— START OF Document text —
BLOG #5, SERIES #8
WEDNESDAYS WITH DR. JOE
DR. JOE’S BOOK OF THE MONTH CLUB #61
SLAVOMIR RAWICZ’S THE LONG WALK
February 1, 2017
For our 61st book, I decided I’d search for a book unlike any of those featured in the first 60. Preferably, it would be a true narrative that was close to unputdownable. A book that—once read—would be impossible to forget. I found it!
Here are some reviews:
An escape story that combines the best elements of a suspense novel and a travelogue through purgatory. —Newsweek
More than one hundred adventure books are published every year, yet I doubt if any is as gripping and filled with suspense as The Long Walk. A journey of 4,000 miles, with neither map nor compass, equipped with only an axehead, a homemade knife and insuperable determination to live—that is the essence of this book.
Slavomir Rawicz [a Polish officer] and six companions broke out of a Soviet slave labor camp and walked south into the endless crushing spaces of Siberia headed for Tibet. That Rawicz survived to tell his story is a miracle of human endurance. Through nights so cold that sleep meant certain death, through scorching days when heat drove men to the brink of insanity, Rawicz moved on.
— END OF Document text —
— START OF Source records —
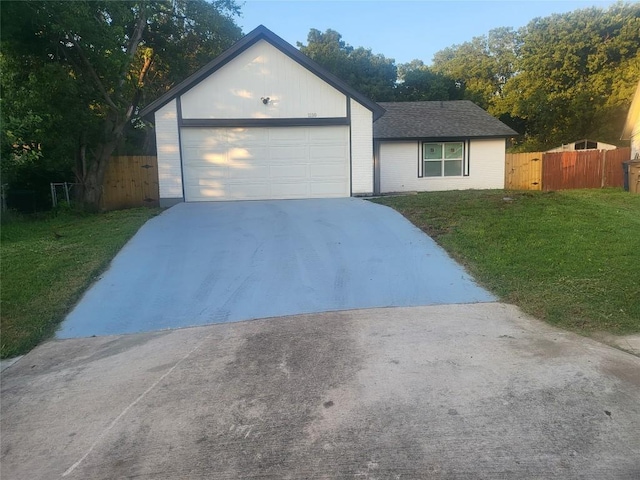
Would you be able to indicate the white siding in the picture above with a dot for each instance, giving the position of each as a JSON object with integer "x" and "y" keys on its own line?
{"x": 399, "y": 168}
{"x": 361, "y": 149}
{"x": 236, "y": 89}
{"x": 168, "y": 147}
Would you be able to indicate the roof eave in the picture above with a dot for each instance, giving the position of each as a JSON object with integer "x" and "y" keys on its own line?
{"x": 262, "y": 33}
{"x": 446, "y": 137}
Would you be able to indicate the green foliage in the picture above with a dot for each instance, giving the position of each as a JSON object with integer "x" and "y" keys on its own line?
{"x": 83, "y": 68}
{"x": 576, "y": 76}
{"x": 564, "y": 257}
{"x": 371, "y": 74}
{"x": 481, "y": 67}
{"x": 418, "y": 82}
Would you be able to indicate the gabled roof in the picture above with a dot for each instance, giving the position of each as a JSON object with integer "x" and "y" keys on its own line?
{"x": 441, "y": 119}
{"x": 261, "y": 33}
{"x": 633, "y": 117}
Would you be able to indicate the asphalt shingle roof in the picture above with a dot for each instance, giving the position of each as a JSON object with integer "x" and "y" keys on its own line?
{"x": 447, "y": 119}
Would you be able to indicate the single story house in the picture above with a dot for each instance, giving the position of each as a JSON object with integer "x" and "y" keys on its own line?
{"x": 431, "y": 146}
{"x": 632, "y": 125}
{"x": 583, "y": 145}
{"x": 263, "y": 121}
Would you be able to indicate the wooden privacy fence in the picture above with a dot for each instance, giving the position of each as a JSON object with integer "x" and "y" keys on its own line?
{"x": 565, "y": 170}
{"x": 131, "y": 182}
{"x": 523, "y": 171}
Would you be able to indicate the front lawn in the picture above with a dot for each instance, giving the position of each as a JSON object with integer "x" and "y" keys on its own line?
{"x": 47, "y": 263}
{"x": 570, "y": 257}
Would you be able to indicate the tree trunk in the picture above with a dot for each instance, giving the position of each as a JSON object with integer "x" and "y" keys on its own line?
{"x": 92, "y": 185}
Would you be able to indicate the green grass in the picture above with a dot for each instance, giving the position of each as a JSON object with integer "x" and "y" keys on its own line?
{"x": 570, "y": 258}
{"x": 47, "y": 263}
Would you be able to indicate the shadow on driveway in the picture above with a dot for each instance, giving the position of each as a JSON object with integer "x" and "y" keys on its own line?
{"x": 203, "y": 263}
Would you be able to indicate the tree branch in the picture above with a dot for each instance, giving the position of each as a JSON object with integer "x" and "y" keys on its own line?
{"x": 93, "y": 73}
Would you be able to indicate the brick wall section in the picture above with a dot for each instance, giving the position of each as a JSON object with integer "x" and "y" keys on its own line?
— END OF Source records —
## What to work on
[1] List the entries from the line containing "Would you be able to indicate the shadow" through the last line of the entries, inclusive, as a numbered list without blank lines.
[2] Write the next few sentences of the blog post on The Long Walk, starting right after its final sentence.
The book review and the entries come from separate sources.

## Task-by-task answers
[1]
1. Would you be able to indicate the shadow on driveway in the picture above with a dot for each instance, giving the position of each as a JSON object with integer "x" and "y" keys on its own line?
2. {"x": 203, "y": 263}
3. Would you be able to indicate the tree branch in the picture above with a dot for each instance, giving the position of each as a JSON object with integer "x" and "y" keys on its own line?
4. {"x": 93, "y": 73}
5. Would you be able to indicate the brick wall section in the picture above with a dot for each instance, giving the position of each as a JSON object with integer "x" and "y" keys on its own line?

[2]
The suspense of the book builds to a climax when the threads of life all but unravel a few miles short of the goal. Once you have begun The Long Walk, you cannot willingly lay it down. —San Francisco Examiner
It is one of the most amazing, heroic stories of this or any other time. —Chicago Tribune
An adventure classic worthy to rank alongside Captain Bligh’s Long Journey and Thor Heyerdahl’s trans-Pacific raft trip. —Minneapolis Tribune
* * *
The story begins on the eve of World War I, in 1939, and concludes in late winter of 1942. Even before the 4,000-mile ordeal took place, Slavomir Rewicz was tortured for months by fiendish Soviets in Moscow, then sentenced to 25 years in a Siberian prison camp; the hellish ride across Siberia staggers the mind, as does the thousand mile trek on foot (in chains), in the dead of a Siberian winter, to a prison labor camp—all this before the long walk even begins!
The book was first published in London in 1956 by Constable and Company, then it was picked up by Harpers and other publishing houses around the world. I first read it early in the 1960’s—and have never been able to forget it.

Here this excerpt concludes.